(Position identification records)
>>>
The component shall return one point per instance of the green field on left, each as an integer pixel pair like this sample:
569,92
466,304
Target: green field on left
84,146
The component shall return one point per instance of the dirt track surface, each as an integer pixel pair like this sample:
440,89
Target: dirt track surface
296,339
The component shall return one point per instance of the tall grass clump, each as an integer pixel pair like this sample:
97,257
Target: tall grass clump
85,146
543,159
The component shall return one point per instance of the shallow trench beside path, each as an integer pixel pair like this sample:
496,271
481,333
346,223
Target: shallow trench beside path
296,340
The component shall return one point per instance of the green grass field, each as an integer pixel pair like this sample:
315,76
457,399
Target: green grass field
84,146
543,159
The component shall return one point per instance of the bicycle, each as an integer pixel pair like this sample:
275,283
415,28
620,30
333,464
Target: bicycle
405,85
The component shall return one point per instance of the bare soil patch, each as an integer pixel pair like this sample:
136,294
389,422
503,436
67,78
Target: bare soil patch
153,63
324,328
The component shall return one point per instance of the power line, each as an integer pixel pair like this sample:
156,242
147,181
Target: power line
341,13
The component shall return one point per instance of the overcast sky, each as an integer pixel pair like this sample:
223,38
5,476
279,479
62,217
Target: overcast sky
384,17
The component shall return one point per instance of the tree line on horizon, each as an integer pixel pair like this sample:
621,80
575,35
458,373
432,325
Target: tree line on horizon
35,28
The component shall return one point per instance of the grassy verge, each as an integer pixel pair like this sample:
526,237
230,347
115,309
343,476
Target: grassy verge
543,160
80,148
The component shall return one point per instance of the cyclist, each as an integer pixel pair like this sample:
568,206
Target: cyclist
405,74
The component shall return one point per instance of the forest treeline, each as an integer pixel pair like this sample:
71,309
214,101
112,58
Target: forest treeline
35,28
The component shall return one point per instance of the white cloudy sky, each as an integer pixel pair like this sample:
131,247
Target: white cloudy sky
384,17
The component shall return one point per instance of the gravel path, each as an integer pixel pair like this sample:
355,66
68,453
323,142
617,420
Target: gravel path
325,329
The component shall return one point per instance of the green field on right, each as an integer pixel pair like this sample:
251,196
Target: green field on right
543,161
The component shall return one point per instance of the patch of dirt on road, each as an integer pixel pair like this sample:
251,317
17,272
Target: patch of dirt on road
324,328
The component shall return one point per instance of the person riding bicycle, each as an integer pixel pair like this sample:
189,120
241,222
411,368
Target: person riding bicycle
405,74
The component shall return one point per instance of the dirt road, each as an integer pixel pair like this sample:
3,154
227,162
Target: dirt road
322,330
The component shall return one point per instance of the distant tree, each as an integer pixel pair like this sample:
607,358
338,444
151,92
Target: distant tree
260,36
<<<
>>>
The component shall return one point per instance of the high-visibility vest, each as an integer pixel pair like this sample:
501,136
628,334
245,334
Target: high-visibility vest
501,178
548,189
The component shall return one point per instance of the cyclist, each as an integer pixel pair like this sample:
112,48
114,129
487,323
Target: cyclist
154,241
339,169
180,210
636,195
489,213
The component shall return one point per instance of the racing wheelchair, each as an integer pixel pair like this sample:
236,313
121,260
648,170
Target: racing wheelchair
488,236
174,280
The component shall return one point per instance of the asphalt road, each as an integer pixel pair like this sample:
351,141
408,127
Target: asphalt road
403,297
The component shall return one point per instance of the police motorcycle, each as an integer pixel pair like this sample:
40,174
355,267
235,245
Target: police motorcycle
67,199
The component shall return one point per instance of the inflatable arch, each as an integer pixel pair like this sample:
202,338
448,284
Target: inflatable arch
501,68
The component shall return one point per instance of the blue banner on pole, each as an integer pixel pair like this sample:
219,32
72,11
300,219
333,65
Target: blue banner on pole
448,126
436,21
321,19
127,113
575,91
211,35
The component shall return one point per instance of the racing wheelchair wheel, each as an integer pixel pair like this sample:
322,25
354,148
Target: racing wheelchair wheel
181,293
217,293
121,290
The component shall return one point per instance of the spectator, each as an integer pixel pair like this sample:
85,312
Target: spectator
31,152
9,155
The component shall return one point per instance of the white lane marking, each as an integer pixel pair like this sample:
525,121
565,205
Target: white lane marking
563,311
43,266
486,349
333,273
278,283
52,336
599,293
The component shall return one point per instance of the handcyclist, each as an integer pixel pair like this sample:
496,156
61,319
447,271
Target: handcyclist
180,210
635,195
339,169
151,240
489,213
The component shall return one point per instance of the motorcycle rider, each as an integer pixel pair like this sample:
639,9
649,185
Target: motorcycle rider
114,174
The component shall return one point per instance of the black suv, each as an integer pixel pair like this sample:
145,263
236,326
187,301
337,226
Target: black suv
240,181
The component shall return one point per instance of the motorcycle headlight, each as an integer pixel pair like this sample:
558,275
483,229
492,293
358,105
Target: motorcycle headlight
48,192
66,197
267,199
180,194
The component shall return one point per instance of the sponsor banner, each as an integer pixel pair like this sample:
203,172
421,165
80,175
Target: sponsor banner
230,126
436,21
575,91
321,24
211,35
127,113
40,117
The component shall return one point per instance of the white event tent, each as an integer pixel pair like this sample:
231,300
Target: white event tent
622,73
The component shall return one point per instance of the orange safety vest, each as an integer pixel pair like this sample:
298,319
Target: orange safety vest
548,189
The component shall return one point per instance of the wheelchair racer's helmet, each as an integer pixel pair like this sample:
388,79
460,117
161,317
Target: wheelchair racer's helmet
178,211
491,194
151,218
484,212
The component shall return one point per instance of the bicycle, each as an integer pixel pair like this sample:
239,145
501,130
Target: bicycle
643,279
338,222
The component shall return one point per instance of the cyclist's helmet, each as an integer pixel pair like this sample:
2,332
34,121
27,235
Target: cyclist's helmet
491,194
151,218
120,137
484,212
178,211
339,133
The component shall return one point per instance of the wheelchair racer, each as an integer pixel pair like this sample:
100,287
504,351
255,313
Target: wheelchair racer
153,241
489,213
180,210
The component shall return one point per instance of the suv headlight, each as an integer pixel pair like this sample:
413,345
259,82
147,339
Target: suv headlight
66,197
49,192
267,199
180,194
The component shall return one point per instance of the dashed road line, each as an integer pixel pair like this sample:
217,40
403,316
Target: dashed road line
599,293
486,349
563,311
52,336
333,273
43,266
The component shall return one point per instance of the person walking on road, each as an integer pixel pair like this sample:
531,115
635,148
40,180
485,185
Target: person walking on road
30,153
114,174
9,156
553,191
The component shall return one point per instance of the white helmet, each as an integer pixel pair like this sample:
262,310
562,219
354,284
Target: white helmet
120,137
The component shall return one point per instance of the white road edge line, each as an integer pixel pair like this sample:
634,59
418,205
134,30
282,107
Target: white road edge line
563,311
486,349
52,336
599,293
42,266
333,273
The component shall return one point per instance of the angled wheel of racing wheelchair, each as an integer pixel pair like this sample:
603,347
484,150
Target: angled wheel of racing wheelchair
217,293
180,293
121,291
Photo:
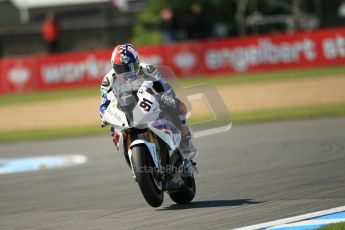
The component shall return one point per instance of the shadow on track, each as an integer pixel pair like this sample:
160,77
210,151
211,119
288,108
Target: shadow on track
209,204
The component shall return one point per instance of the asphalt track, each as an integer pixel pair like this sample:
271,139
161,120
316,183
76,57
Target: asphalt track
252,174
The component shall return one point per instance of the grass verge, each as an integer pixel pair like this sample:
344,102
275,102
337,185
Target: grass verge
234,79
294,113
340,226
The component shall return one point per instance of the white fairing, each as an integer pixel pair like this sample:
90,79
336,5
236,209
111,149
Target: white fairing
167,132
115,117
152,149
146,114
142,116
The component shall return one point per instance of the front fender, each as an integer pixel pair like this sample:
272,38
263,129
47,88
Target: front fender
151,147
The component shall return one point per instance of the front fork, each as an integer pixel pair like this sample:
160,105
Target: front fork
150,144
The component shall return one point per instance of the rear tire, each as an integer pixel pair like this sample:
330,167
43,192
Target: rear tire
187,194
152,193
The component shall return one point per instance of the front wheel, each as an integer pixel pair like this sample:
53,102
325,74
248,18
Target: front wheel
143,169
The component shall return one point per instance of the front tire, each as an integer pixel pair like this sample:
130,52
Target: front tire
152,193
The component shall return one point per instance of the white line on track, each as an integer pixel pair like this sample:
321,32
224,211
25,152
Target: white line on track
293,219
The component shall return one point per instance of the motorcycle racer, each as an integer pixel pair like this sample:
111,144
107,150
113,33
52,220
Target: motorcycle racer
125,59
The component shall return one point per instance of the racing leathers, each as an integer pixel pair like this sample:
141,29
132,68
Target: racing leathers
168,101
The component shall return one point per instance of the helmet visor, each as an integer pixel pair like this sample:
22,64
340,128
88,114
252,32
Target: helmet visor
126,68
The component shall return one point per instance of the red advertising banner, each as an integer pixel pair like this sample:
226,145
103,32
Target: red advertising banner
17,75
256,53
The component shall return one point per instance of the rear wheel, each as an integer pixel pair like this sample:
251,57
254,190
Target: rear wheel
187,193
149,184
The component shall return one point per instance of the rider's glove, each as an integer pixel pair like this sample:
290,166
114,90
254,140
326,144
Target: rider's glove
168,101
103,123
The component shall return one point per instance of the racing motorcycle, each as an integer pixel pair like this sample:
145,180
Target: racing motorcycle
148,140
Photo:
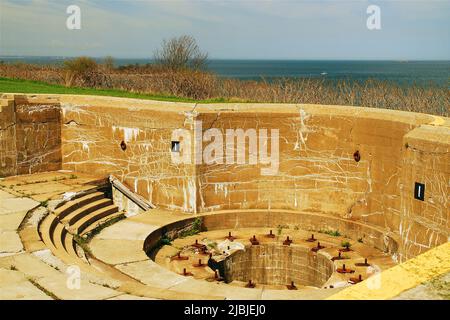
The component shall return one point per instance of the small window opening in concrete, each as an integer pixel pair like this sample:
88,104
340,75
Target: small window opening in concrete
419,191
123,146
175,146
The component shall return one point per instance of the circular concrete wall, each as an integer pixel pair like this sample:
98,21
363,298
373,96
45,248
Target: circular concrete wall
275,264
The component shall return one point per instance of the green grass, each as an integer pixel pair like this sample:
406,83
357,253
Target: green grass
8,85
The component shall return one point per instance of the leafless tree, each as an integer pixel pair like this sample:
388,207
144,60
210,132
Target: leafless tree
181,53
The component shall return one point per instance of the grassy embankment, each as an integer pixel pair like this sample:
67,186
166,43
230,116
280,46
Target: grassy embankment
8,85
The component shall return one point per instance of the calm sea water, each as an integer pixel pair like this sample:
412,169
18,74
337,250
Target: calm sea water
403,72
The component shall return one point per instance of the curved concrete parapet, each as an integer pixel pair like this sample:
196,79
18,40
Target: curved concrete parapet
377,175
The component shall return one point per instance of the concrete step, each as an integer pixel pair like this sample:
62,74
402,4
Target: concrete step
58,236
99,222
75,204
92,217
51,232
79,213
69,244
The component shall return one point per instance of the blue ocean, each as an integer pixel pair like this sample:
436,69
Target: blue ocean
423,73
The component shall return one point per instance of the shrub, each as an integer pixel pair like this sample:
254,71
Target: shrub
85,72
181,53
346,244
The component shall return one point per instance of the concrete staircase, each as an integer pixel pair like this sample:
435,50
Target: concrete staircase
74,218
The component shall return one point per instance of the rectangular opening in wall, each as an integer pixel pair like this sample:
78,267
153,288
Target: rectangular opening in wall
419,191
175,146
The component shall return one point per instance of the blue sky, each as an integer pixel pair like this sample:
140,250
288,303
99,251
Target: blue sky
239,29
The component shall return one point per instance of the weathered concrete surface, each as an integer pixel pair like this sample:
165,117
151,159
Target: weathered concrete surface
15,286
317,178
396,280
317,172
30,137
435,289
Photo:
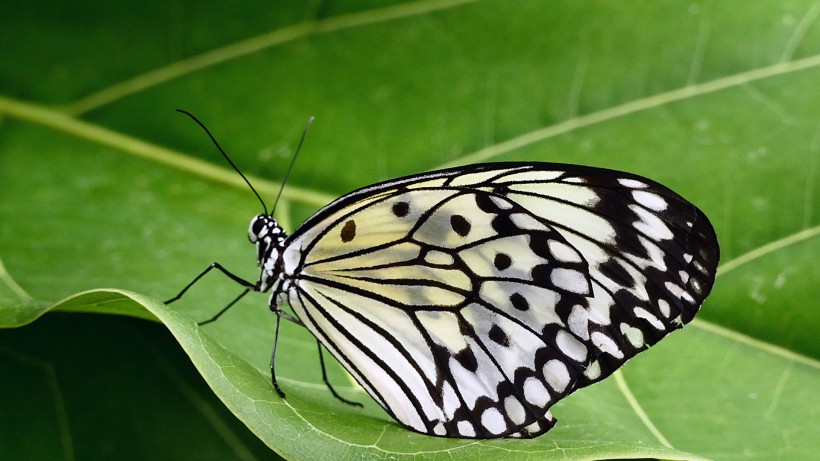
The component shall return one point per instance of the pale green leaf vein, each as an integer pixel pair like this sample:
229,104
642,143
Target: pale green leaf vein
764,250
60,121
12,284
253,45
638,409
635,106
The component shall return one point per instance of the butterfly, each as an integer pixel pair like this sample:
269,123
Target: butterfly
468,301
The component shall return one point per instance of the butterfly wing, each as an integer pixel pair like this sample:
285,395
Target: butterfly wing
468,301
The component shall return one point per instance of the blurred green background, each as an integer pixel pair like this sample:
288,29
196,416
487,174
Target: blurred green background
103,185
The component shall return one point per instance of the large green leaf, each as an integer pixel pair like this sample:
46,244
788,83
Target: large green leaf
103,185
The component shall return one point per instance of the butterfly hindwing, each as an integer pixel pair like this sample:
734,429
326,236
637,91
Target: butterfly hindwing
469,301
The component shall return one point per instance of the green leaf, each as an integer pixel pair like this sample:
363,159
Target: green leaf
<<<
>>>
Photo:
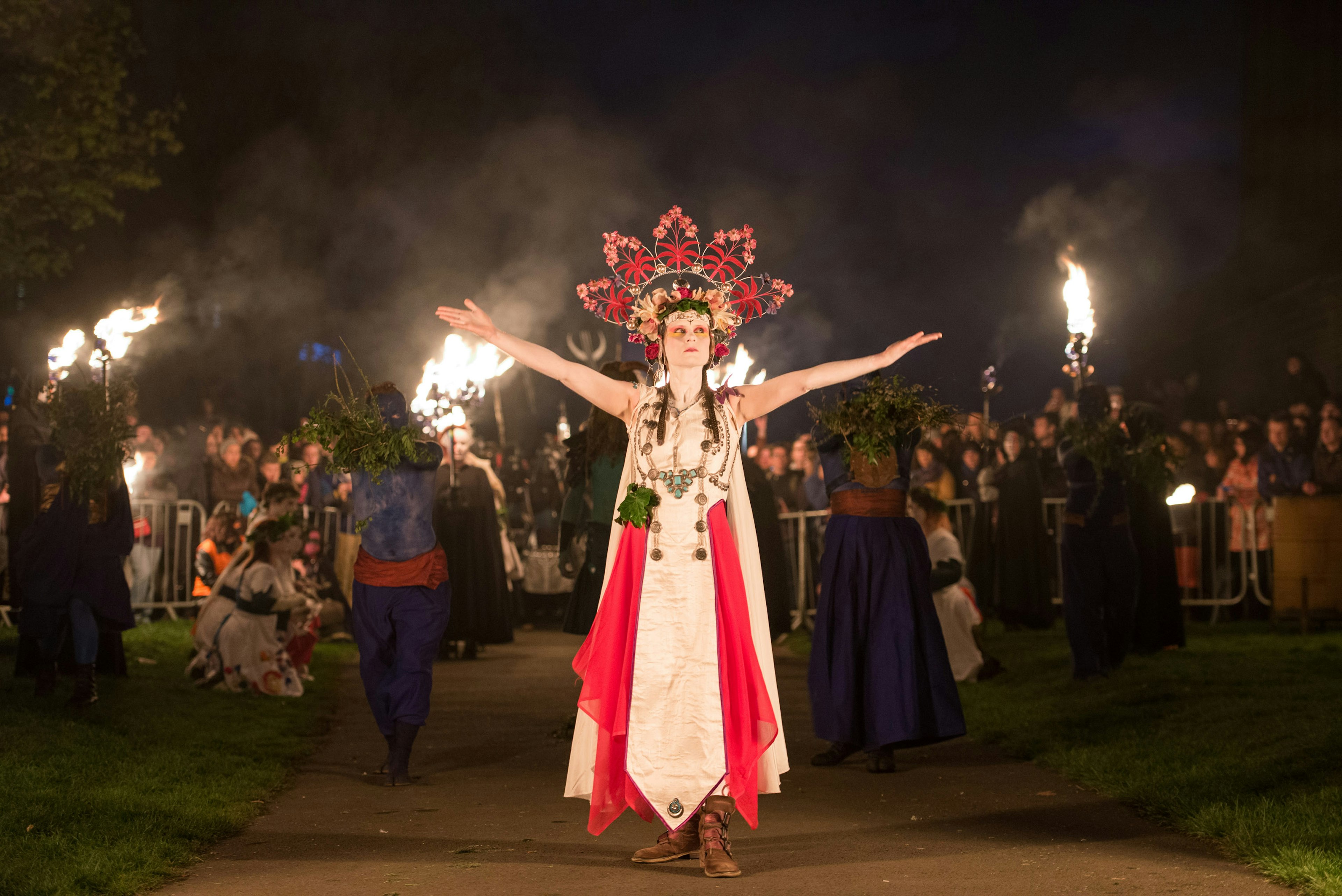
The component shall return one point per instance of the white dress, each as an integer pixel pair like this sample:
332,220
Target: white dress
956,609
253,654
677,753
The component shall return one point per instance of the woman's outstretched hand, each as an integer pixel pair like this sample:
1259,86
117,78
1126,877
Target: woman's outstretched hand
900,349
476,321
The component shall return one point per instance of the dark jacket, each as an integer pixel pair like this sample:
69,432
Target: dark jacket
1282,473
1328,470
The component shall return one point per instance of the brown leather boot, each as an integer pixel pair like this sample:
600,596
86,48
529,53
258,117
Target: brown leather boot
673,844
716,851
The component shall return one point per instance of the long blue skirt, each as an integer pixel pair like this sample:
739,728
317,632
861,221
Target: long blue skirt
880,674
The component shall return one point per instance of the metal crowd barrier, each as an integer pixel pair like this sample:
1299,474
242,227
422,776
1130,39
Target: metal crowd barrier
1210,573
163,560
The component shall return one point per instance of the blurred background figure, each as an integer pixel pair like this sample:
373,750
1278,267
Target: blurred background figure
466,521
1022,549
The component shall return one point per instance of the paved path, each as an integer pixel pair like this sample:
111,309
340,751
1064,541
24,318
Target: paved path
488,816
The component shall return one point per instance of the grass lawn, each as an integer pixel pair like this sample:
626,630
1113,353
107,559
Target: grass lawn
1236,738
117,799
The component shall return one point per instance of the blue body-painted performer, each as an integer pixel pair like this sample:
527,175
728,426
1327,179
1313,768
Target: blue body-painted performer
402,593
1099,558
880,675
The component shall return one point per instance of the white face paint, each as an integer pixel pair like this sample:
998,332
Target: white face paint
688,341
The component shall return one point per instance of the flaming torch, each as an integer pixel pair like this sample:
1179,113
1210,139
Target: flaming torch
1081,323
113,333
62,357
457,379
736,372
<<<
- [Job] Rewrite the data from the line with "the green leaf, each" through the line with "Target: green leaf" as a Markdown table with the columns Row and Line. Give each line its own numbered row, and leave out blank lines.

- [Answer for the task]
| Row | Line |
|---|---|
| 1 | The component shall return one point per instance of the green leaf, each as an integer pixel pair like this sample: |
| 2 | 363,159 |
| 3 | Target: green leaf |